INPUT MATERIAL:
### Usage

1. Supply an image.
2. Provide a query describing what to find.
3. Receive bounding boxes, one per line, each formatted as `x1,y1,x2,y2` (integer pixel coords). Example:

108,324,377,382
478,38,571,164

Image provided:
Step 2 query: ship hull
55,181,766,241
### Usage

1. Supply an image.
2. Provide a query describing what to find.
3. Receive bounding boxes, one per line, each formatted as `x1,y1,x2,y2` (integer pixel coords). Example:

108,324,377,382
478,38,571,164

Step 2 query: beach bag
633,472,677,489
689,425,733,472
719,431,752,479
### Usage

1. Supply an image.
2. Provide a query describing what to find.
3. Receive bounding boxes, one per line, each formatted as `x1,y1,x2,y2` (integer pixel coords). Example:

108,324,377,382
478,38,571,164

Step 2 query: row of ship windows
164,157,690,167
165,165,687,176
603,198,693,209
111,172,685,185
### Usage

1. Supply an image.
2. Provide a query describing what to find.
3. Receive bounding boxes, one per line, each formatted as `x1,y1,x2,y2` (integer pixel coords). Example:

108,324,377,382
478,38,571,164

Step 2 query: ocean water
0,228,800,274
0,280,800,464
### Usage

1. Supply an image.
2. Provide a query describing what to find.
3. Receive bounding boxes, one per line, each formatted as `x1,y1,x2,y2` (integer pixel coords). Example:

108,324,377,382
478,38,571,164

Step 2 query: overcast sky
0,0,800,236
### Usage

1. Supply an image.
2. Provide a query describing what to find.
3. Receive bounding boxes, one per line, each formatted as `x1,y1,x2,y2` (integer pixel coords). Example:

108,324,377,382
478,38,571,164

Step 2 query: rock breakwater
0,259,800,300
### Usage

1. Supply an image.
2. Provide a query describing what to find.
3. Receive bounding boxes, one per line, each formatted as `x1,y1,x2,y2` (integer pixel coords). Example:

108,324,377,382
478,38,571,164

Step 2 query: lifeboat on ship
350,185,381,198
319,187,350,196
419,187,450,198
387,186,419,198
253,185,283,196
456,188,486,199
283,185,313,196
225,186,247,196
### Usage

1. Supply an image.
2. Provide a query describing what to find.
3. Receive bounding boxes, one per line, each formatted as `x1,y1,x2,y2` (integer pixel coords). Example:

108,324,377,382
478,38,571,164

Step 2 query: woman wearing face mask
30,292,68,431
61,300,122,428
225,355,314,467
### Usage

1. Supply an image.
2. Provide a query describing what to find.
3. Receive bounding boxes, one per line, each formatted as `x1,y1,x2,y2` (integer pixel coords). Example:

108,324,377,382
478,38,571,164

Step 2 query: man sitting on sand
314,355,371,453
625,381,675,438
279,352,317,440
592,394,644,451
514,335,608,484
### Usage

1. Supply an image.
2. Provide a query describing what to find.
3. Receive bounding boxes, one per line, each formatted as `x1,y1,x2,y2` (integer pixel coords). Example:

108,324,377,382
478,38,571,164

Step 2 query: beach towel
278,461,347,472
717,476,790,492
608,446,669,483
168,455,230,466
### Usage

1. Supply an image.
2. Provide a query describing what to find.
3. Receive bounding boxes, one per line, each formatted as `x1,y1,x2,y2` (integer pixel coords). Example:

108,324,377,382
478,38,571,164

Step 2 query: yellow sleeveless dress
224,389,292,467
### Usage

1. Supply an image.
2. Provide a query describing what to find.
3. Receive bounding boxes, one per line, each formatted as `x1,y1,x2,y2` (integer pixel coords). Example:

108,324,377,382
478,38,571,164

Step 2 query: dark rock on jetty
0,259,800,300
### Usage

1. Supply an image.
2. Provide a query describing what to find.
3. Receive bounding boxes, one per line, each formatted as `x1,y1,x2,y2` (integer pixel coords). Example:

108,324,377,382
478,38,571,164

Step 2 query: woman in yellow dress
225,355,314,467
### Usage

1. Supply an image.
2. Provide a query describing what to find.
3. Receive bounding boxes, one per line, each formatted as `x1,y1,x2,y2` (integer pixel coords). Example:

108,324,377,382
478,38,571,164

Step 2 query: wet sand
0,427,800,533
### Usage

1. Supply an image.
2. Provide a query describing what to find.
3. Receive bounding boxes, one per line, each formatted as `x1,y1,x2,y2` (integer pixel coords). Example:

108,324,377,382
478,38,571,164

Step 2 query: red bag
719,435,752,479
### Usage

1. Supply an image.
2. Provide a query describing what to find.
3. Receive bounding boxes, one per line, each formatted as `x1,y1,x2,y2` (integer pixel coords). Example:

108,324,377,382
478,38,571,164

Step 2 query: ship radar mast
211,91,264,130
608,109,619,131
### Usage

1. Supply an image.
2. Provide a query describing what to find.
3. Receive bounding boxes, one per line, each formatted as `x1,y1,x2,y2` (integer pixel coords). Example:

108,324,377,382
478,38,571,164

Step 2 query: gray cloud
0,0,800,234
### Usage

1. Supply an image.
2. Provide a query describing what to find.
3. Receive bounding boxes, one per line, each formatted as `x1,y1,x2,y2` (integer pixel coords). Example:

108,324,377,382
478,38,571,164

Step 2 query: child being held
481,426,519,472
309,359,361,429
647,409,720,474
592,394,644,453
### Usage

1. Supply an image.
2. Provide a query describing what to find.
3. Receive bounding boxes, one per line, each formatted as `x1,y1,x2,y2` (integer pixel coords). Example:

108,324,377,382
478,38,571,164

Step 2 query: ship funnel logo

REQUIRED WORK: Rewrite all of the data above as a numbered list with one line per item, leaving out the blank lines.

FULL SOLUTION:
1. ### Usage
2. 1. Supply an image.
3. 2. Provide a query describing what to find.
4. 3. Receive bounding boxes, one per line, each formatted as `x1,y1,x2,y2` (integer pixel coords). Example:
5. 108,324,377,382
6. 478,38,571,164
7. Image provided:
8. Step 2 query: ship hull
9. 55,181,766,241
10. ### Usage
11. 1. Supply an image.
12. 2. Provide a query describing what to find.
13. 3. Receive bounding boxes, one per line, each formatted as `x1,y1,x2,y2` (integer pixel coords). Example:
14. 108,324,377,382
15. 478,38,571,164
16. Step 2 query: beach bag
17. 633,472,677,489
18. 689,425,733,472
19. 719,431,752,479
20. ### Usage
21. 1. Supply an image.
22. 2. Provide a query describing what to find.
23. 3. Receive bounding boxes, one per line, each formatted as `x1,y1,x2,y2` (integer pixel coords). Example:
24. 108,324,377,382
25. 478,38,571,164
26. Step 2 query: row of ship windows
27. 164,157,690,167
28. 165,165,687,176
29. 603,198,693,209
30. 111,172,685,185
31. ### Usage
32. 1. Supply an image.
33. 2. Provide a query describing what to find.
34. 3. Receive bounding boxes, one per line, each formatted as `x1,y1,x2,y2` (integer pixel coords). Example:
35. 108,324,377,382
36. 478,38,571,164
37. Step 2 query: ocean water
38. 0,228,800,274
39. 0,280,800,464
40. ### Usage
41. 1. Supply an image.
42. 2. Provide a query describing what to find.
43. 3. Receive bounding boxes, one per line, each formatted as `x1,y1,x2,y2` (integer pixel coords). Example:
44. 108,324,377,382
45. 478,38,571,164
46. Step 2 query: overcast sky
47. 0,0,800,236
48. ### Usage
49. 1. Supply an image.
50. 2. Provide a query describing what to find.
51. 3. Receive bounding boxes, one per line, each formatted as `x1,y1,x2,y2` (integer pixel coords). Example:
52. 108,324,377,382
53. 478,38,571,164
54. Step 2 query: rock breakwater
55. 0,259,800,300
56. ### Usage
57. 1. Supply an image.
58. 2. Provide a query describing what to find.
59. 3. Receive bounding boxes, one per line, each formatted as `x1,y1,x2,y2` (integer pixel coords). Example:
60. 108,324,377,382
61. 478,38,571,164
62. Step 2 query: lifeboat on ship
63. 350,185,381,198
64. 319,187,350,196
65. 419,187,450,198
66. 387,186,419,198
67. 253,185,283,196
68. 456,188,486,199
69. 283,185,313,196
70. 225,186,247,196
71. ### Usage
72. 1. Supply an image.
73. 2. Provide a query describing what to find.
74. 3. Receive bounding boxes, one per line, each formatted as `x1,y1,x2,y2` (integer pixel coords). Example:
75. 108,324,377,382
76. 478,38,571,164
77. Step 2 query: woman wearing face mask
78. 30,292,68,431
79. 61,300,122,428
80. 225,355,314,467
81. ### Usage
82. 1. Supply an image.
83. 2. Provide a query describing what to find.
84. 3. Receive bounding boxes, one per line, each formatted as `x1,y1,x2,y2` (integer pixel coords). Example:
85. 108,324,377,382
86. 478,38,571,164
87. Step 2 query: man sitting on sand
88. 314,355,371,453
89. 625,381,675,438
90. 279,352,317,440
91. 592,394,644,451
92. 514,335,608,484
93. ### Usage
94. 1. Supply an image.
95. 2. Provide a query describing what to find.
96. 3. Receive bounding boxes, one per line, each formatted as `x1,y1,x2,y2` (integer pixel coords). Example:
97. 108,324,377,382
98. 478,38,571,164
99. Step 2 query: beach towel
100. 278,461,347,472
101. 717,476,790,492
102. 608,446,669,483
103. 168,455,230,466
104. ### Usage
105. 1. Supply an image.
106. 2. Provide a query describing what to find.
107. 3. Receive bounding boxes, one per line, each formatted as `x1,y1,x2,y2` (integer pixel coords). Example:
108. 108,324,377,382
109. 478,38,571,164
110. Step 2 query: yellow sleeveless dress
111. 224,389,292,467
112. ### Usage
113. 1. Supply an image.
114. 2. Provide a query describing what to find.
115. 3. Receive bounding boxes, one per line, each formatted as `x1,y1,x2,y2` (integer pixel coords). Example:
116. 108,324,377,382
117. 478,38,571,164
118. Step 2 query: dark rock on jetty
119. 0,259,800,300
120. ### Usage
121. 1. Supply an image.
122. 2. Provide a query describing what to find.
123. 3. Receive bounding boxes, one per line, each formatted as `x1,y1,x2,y2` (integer pixel coords). Example:
124. 108,324,377,382
125. 478,38,571,164
126. Step 2 query: woman in yellow dress
127. 225,355,314,467
128. ### Usage
129. 1. Supply an image.
130. 2. Provide a query describing what to find.
131. 3. Receive bounding boxes, one per line, each formatted as `x1,y1,x2,y2` (integer pixel coords). Example:
132. 108,324,377,382
133. 478,38,571,164
134. Step 2 query: wet sand
135. 0,427,800,533
136. ### Usage
137. 1. Supply an image.
138. 2. Provide a query describing what to find.
139. 3. Receive bounding boxes, one per line, each formatted as `x1,y1,x2,y2` (integer pixel coords). Example:
140. 108,324,377,382
141. 478,38,571,164
142. Step 2 query: red bag
143. 719,435,752,479
144. ### Usage
145. 1. Supply an image.
146. 2. Provide a query describing what to find.
147. 3. Receive bounding boxes, one per line, each formatted as `x1,y1,x2,y2` (integer pixel coords). Example:
148. 108,324,377,382
149. 478,38,571,164
150. Step 2 query: ship radar mast
151. 211,91,264,130
152. 608,109,619,131
153. ### Usage
154. 1. Supply an image.
155. 2. Provide a query describing what to find.
156. 3. Receive bounding boxes, one per line, each formatted as `x1,y1,x2,y2` (integer pixel coords). Example:
157. 108,324,377,382
158. 478,38,571,164
159. Step 2 query: gray cloud
160. 0,0,800,234
161. ### Usage
162. 1. Supply an image.
163. 2. Provide a query describing what to find.
164. 3. Receive bounding boxes, one per line, each formatted as `x1,y1,x2,y2` (integer pixel coords). Example:
165. 108,324,377,382
166. 478,38,571,164
167. Step 2 query: child being held
168. 481,426,519,472
169. 309,359,361,429
170. 647,409,720,474
171. 592,394,644,453
172. ### Usage
173. 1. Supply an image.
174. 2. Provide a query describing what to find.
175. 3. Receive bounding boxes, one per line, each formatted as `x1,y1,x2,y2` (integer pixel coords). Example:
176. 108,324,377,382
177. 478,38,571,164
178. Step 2 query: ship funnel logo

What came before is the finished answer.